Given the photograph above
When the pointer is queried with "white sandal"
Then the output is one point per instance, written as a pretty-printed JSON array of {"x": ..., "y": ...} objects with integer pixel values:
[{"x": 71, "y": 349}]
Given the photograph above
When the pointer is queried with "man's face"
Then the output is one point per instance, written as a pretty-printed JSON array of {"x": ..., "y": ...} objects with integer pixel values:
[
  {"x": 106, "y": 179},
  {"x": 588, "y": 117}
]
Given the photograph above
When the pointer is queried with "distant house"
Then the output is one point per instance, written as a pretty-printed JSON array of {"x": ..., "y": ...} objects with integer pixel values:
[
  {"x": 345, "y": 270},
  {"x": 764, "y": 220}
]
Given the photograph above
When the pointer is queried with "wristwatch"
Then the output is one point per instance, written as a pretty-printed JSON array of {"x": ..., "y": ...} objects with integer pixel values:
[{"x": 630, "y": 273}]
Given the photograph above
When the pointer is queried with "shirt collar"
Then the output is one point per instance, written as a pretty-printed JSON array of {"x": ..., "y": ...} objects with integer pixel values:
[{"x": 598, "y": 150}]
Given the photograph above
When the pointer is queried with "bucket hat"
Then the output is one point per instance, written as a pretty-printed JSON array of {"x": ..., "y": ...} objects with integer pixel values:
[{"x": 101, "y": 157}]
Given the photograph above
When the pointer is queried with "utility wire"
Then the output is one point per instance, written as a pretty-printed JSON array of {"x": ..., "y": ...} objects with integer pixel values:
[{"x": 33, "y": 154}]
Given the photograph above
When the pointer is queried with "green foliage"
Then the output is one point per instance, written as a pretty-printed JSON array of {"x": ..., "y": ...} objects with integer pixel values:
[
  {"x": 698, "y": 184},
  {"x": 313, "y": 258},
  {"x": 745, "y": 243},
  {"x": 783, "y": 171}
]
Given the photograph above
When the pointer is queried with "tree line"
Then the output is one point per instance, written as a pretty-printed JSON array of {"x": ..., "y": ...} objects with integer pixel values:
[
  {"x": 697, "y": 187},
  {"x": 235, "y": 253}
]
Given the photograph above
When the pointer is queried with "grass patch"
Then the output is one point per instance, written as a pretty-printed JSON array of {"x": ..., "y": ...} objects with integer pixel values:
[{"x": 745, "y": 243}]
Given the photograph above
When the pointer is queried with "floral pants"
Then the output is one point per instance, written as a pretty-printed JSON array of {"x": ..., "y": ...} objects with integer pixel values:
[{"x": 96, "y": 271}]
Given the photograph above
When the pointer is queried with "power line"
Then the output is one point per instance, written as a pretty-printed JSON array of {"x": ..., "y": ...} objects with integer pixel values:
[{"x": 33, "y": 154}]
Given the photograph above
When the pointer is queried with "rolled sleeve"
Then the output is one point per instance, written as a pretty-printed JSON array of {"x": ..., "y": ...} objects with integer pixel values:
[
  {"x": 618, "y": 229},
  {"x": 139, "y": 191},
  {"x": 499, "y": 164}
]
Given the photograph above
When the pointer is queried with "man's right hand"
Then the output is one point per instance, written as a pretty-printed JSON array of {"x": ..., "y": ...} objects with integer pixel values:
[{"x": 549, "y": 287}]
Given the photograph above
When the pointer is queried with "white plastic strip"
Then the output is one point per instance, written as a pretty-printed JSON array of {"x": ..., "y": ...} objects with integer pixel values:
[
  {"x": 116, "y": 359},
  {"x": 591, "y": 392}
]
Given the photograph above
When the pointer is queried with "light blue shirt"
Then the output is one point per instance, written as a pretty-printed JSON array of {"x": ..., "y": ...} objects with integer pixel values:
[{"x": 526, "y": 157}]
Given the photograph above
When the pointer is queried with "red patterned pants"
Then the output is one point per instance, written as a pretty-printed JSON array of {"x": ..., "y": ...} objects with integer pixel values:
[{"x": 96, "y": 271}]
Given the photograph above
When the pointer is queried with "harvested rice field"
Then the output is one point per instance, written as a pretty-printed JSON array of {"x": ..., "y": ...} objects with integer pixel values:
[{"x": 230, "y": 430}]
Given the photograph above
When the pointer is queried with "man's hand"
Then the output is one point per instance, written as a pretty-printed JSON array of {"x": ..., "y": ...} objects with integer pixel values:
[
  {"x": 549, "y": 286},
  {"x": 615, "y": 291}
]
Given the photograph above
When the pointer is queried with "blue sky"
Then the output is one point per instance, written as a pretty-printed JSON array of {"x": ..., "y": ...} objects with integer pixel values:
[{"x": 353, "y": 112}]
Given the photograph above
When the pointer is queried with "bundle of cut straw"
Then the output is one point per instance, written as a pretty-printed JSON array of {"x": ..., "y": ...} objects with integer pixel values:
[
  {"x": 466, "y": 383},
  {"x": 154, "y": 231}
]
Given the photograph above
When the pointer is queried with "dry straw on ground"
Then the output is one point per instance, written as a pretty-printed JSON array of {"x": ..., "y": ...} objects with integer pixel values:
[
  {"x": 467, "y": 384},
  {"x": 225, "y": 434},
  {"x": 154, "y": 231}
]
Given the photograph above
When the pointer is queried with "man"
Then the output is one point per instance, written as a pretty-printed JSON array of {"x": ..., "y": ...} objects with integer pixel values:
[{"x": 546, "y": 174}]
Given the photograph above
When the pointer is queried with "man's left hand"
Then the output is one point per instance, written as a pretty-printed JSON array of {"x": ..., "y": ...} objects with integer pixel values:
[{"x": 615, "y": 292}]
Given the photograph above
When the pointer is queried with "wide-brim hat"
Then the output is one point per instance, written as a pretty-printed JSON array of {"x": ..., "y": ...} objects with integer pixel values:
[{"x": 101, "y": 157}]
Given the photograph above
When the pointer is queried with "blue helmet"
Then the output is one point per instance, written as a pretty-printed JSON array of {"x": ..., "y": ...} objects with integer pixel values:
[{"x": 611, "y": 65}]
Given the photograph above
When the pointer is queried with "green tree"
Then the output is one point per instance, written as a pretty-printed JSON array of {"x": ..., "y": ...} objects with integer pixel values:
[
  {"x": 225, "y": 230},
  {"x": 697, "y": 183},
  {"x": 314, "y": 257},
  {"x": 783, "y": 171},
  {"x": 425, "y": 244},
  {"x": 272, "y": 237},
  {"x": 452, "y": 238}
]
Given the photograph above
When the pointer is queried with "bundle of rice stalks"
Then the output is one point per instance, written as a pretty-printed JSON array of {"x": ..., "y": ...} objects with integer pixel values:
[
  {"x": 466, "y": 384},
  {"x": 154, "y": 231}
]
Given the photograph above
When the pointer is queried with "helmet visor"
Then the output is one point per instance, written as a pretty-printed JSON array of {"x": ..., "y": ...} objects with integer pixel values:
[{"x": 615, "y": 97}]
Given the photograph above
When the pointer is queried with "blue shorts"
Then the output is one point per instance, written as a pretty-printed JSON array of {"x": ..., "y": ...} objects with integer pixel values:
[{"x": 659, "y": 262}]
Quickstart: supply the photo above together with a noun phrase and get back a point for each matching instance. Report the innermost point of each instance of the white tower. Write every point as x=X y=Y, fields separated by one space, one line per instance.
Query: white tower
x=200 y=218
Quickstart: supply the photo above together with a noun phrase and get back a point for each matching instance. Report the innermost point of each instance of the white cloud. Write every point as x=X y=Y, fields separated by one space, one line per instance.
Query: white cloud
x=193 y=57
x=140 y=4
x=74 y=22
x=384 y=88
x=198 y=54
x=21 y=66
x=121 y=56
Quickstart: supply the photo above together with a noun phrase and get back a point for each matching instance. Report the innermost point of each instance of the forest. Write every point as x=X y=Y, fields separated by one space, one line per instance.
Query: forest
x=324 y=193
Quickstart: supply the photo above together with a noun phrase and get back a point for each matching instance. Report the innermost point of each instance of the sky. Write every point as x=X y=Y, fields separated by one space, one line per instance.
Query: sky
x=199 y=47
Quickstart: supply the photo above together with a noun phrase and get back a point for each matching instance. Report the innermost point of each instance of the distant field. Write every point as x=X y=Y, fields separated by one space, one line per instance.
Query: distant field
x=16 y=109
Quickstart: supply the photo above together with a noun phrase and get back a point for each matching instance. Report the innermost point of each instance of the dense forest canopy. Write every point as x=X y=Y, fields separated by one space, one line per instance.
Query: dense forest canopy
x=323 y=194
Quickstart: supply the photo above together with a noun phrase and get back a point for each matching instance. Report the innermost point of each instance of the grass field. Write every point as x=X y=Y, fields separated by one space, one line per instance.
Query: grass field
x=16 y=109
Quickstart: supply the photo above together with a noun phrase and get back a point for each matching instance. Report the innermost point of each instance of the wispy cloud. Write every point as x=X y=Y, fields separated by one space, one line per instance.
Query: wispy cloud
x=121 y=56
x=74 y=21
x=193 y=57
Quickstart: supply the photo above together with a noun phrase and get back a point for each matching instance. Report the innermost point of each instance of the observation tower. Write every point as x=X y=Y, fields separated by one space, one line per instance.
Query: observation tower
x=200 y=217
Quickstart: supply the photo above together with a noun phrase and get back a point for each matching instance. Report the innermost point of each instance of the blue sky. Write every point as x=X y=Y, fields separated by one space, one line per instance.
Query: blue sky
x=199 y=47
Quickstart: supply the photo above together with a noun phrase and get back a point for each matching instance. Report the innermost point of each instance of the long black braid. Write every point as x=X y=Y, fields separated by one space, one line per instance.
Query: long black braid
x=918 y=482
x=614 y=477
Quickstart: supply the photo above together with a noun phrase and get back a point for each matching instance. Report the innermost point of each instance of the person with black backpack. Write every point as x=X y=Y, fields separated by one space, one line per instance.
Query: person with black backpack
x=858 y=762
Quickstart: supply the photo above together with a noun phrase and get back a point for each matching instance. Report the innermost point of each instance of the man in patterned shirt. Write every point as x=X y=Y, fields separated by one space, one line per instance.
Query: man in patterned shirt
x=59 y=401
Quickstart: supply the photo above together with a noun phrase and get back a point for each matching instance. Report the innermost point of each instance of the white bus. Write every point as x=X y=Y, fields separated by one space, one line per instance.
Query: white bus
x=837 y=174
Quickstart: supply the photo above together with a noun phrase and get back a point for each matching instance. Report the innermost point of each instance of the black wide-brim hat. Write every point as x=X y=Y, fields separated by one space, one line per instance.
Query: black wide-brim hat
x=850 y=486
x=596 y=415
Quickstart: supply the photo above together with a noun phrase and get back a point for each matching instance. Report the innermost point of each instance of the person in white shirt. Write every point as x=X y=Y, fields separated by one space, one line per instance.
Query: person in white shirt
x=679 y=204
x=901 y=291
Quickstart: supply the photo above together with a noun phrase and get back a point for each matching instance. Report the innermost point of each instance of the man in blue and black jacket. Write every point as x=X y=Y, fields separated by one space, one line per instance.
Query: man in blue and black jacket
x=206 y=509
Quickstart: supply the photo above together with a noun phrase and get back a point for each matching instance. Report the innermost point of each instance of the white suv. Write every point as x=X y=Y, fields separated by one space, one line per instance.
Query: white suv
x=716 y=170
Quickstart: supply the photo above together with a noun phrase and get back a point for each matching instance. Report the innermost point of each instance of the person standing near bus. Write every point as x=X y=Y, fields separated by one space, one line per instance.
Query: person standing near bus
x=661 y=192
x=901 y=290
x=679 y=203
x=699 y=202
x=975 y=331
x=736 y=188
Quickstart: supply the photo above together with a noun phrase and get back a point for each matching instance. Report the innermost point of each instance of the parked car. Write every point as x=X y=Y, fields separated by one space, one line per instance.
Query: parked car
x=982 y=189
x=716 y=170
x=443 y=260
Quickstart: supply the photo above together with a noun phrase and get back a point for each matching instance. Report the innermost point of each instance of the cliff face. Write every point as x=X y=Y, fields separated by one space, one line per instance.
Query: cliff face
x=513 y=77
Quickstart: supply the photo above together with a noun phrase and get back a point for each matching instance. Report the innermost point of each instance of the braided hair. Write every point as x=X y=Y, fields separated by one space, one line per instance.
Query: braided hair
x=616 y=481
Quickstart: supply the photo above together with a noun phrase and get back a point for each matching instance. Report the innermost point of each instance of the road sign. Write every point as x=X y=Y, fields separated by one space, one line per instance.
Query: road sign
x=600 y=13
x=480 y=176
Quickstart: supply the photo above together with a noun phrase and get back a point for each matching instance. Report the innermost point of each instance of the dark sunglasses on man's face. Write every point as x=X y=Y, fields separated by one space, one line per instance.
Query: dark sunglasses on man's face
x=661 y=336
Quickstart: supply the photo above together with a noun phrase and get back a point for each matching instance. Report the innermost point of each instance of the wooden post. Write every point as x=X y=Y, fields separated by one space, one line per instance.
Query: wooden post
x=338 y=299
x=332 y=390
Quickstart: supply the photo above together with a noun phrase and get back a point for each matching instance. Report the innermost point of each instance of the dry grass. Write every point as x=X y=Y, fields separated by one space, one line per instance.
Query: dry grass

---

# [What the task asks]
Lines from the one containing "of the wooden" through the final line are to be given again verbatim, with nothing before or after.

# [Problem solution]
Quickstart: supply the photo above together with a noun phrase and get back a point for each matching instance. Report the innermost point of each instance of the wooden post. Write every point as x=X y=Y, fields separated by one space, one line per instance.
Query: wooden post
x=338 y=299
x=332 y=390
Quickstart: supply the photo above together with a noun phrase and get back a point for each matching instance. Report the innermost point of each instance of the dry grass. Write every point as x=X y=Y, fields separated by one space, one line per instance.
Query: dry grass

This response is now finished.